*GIVEN PROBLEM*. Convert the data below into a Markdown table with two columns, "Row" and "Data line", numbering each line and skipping blank lines. Leave out the pictures.

::::

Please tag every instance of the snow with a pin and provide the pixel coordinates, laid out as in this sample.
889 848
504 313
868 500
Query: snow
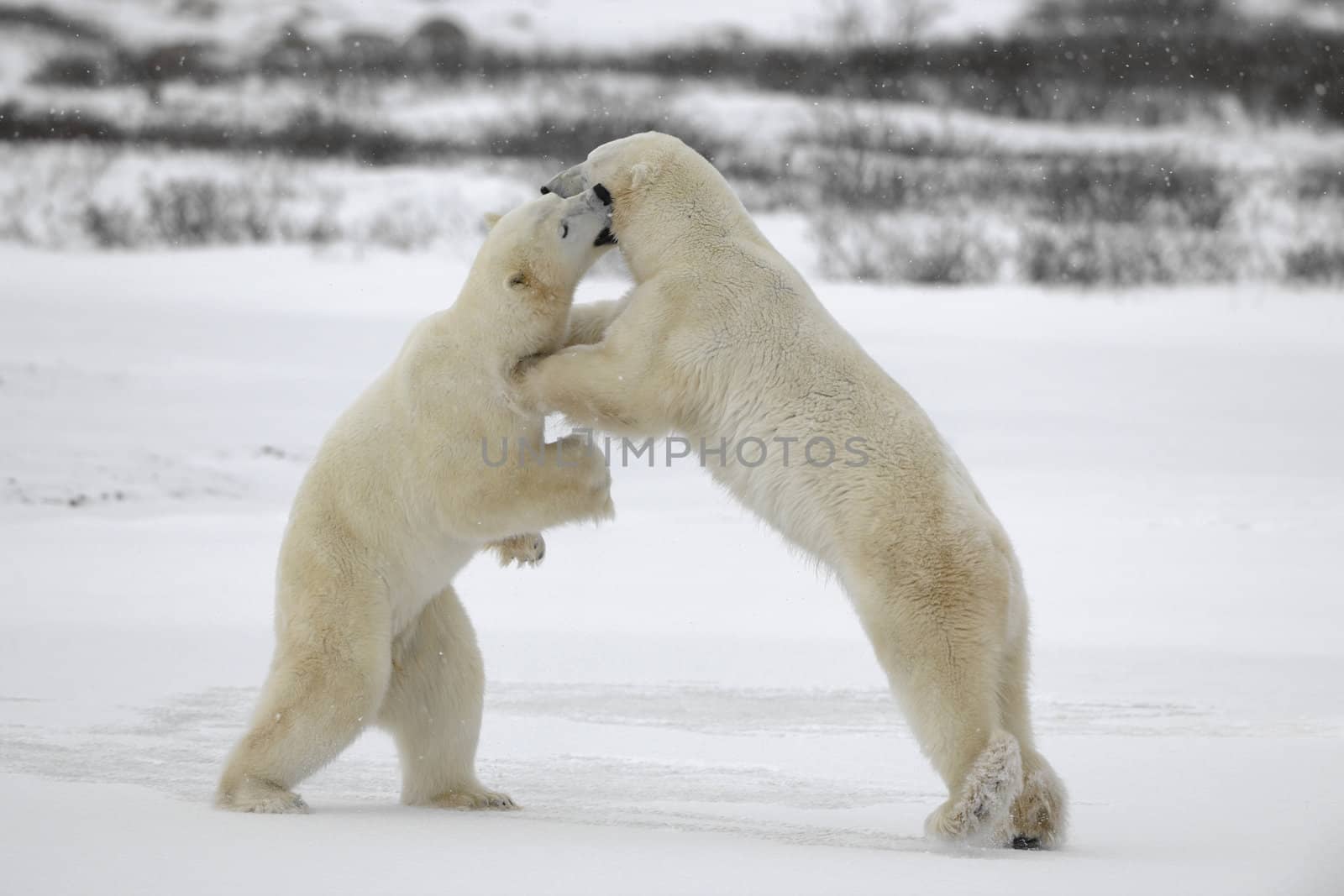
680 703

::::

*RESULT OF THE EXERCISE*.
| Row | Data line |
|---|---|
| 1 | Please tag every instance of the snow with a pin and provide the pixel coordinates, laid out as in this sample. |
| 2 | 889 848 |
| 3 | 504 313 |
| 4 | 868 500 |
| 5 | Query: snow |
| 6 | 680 703 |